I want to introduce a remarkable young physician who you will be hearing more from in the future.
Dr. Utkarsh H. Acharya, DO, FACP is now the Program Director, Hematology-Oncology Fellowship Program, DFCI (Dana Farber Cancer Institute)/SEMC(St Elizabeth’s Medical Center) and an Attending Physician, Hematologic Malignancies, Dana Farber Cancer Institute and an Attending Physician, Cellular Therapy, Brigham & Women’s Hospital.
Everyone calls him Utty.
I knew him as my attending physician for most of my critical inpatient and outpatient care during my CAR-T trial at the S.C.C.A. (Seattle Cancer Care Alliance)/Hutch.
Utty was the one who lead the multi-disciplinary team that saw me through my darkest days in Seattle. He was a tremendous source of comfort for Patty, our daughters and me when things looked bleak; a beacon of medical knowledge, a responsive, compassionate physician, and a fountain of patience when dealing with a doctor as his patient.
I am forever grateful for his kind and skillful care.
Soon after I headed home from Seattle after my time as a patient and trial subject, he also left, in his case, for Harvard in Boston.
Utty prefers to write thoughtful answers for an interview rather than talk on the fly in front of a video camera, so I will be sharing our Q & A about CAR-T and other immune and cellular therapies over the next few weeks.
Here is the first of my seven questions:
Q: Why did you personally decide to get involved in immunotherapy?
┄┄┄┄┄┄┄┄┄┄
• Work order
Rewrite the physician introduction starting at "I want to introduce" and ending at "Cancer Care Alliance)/Hutch.", substituting "Utkarsh" for "Utty".
┄┄┄┄┄┄┄┄┄┄
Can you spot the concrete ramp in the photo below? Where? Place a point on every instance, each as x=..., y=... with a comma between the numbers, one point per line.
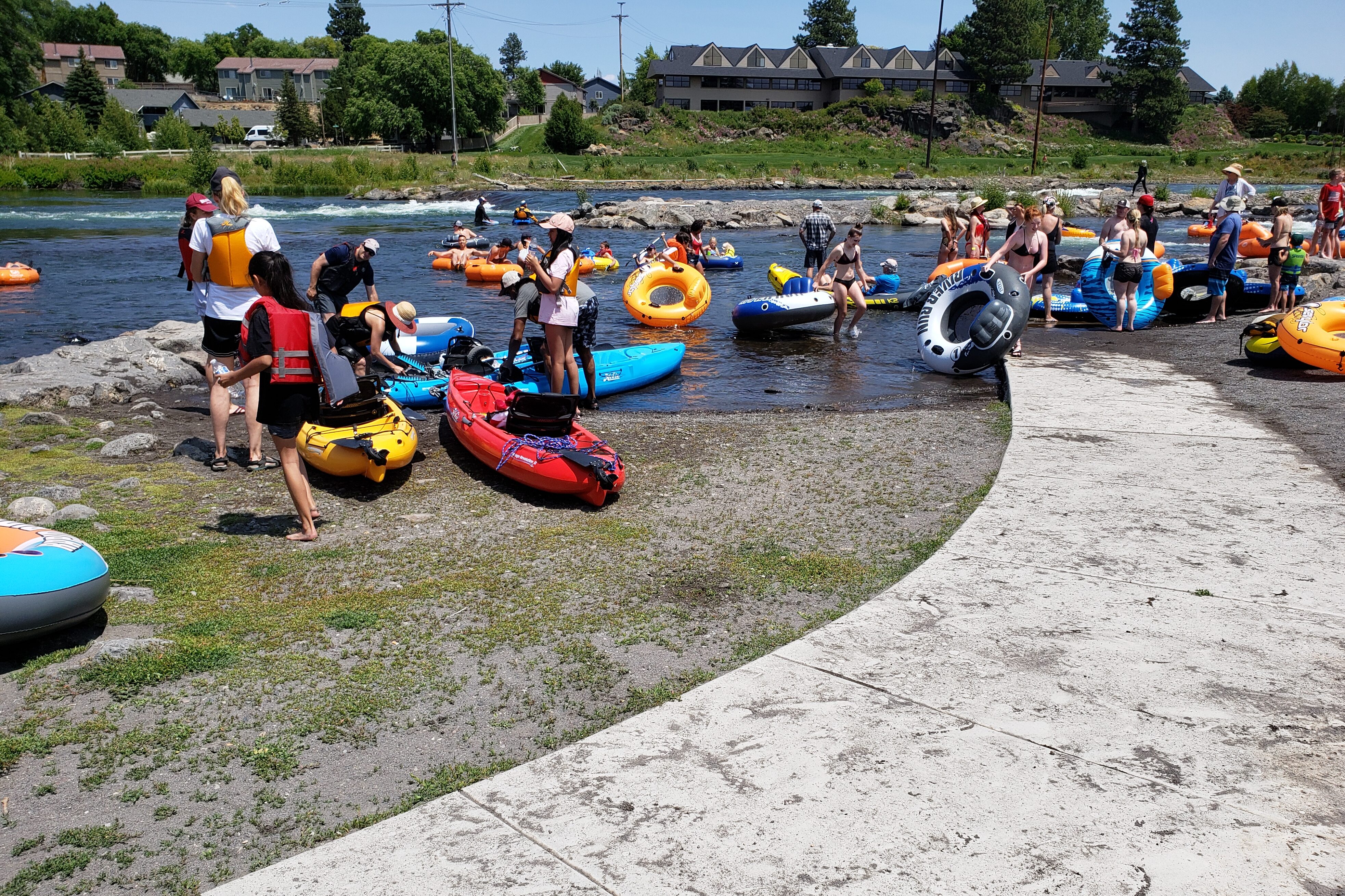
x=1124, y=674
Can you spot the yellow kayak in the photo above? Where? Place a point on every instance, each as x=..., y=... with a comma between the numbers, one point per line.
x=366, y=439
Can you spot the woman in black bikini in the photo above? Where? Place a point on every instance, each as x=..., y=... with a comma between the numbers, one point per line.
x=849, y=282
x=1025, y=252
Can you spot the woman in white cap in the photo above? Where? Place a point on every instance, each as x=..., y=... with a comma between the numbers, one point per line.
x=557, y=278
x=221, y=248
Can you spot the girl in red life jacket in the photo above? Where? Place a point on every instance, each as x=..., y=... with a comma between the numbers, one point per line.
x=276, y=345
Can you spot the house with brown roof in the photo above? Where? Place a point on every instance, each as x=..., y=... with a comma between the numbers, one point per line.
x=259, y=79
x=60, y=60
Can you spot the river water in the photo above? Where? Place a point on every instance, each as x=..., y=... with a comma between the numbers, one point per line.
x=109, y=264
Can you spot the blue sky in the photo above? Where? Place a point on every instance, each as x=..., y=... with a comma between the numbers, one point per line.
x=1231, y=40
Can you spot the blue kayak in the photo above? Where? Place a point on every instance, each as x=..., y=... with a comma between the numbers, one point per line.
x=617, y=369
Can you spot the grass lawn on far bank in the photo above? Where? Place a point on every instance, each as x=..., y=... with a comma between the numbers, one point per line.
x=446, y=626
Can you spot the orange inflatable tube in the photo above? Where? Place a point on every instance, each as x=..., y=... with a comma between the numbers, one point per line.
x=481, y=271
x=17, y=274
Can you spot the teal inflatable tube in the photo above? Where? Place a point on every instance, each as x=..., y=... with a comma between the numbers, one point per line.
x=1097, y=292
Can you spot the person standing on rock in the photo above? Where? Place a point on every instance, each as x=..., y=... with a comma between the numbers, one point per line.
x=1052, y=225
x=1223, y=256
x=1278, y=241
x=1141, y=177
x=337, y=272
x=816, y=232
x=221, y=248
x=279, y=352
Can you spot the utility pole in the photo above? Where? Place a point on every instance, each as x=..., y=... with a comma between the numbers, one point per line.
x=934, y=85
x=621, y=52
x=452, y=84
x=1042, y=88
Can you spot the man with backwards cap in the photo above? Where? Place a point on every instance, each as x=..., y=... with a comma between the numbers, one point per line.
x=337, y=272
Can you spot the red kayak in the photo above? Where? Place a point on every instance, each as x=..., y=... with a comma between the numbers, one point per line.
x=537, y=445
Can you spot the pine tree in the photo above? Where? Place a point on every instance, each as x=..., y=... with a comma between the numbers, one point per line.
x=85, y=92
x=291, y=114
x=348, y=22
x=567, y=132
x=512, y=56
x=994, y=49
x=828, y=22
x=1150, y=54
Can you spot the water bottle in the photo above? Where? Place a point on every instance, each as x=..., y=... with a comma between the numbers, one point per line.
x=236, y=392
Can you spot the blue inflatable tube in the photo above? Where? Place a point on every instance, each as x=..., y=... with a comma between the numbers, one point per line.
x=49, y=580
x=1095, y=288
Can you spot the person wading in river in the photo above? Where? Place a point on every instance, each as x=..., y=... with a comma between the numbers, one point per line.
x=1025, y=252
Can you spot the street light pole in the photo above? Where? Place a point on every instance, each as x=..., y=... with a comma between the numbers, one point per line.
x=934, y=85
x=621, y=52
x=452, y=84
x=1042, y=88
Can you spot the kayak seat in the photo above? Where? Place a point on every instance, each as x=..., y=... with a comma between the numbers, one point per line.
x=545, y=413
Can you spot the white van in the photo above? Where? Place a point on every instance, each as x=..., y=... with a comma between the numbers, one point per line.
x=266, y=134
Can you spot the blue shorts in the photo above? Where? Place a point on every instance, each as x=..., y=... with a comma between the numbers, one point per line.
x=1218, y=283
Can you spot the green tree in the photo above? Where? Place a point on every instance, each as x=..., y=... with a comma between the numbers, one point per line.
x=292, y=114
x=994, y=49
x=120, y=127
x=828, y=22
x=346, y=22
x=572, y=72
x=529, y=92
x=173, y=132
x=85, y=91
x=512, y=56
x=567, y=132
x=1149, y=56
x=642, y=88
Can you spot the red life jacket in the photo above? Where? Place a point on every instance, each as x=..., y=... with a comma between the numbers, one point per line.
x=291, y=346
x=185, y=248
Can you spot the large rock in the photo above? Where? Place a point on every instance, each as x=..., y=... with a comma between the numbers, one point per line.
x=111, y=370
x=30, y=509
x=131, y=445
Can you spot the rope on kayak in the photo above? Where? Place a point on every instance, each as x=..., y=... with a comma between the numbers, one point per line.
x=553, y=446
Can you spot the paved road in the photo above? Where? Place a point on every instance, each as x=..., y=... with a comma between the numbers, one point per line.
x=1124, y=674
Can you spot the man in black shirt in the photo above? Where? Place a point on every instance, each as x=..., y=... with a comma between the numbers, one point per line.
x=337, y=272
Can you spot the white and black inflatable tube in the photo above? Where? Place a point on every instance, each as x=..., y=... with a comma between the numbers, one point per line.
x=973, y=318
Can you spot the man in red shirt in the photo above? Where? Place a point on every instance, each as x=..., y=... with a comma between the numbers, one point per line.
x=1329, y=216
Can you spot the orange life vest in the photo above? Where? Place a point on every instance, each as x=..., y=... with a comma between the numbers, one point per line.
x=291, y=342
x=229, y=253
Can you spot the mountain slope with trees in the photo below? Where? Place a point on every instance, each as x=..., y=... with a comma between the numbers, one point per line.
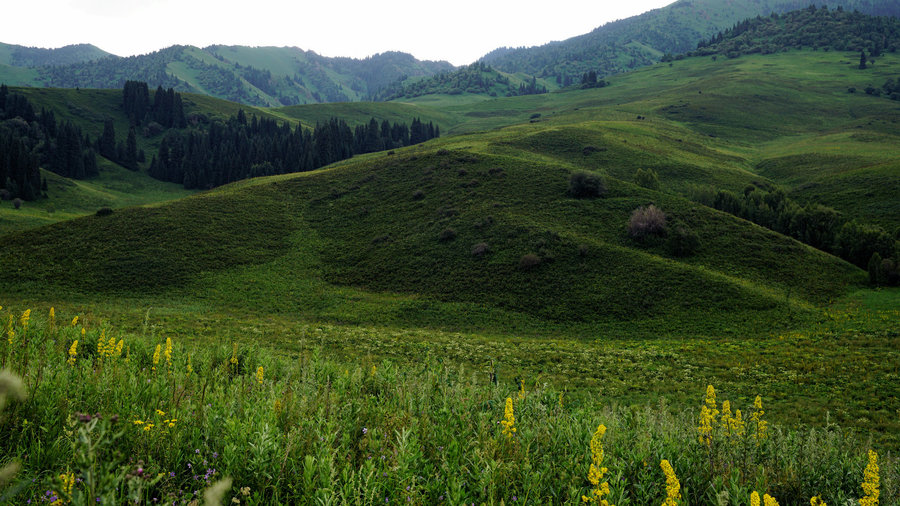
┄┄┄┄┄┄┄┄┄┄
• Response to the exercise
I want to introduce a remarkable young physician who you will be hearing more from in the future.
Dr. Utkarsh H. Acharya, DO, FACP is now the Program Director, Hematology-Oncology Fellowship Program, DFCI (Dana Farber Cancer Institute)/SEMC(St Elizabeth’s Medical Center) and an Attending Physician, Hematologic Malignancies, Dana Farber Cancer Institute and an Attending Physician, Cellular Therapy, Brigham & Women’s Hospital.
Everyone calls him Utkarsh.
I knew him as my attending physician for most of my critical inpatient and outpatient care during my CAR-T trial at the S.C.C.A. (Seattle Cancer Care Alliance)/Hutch.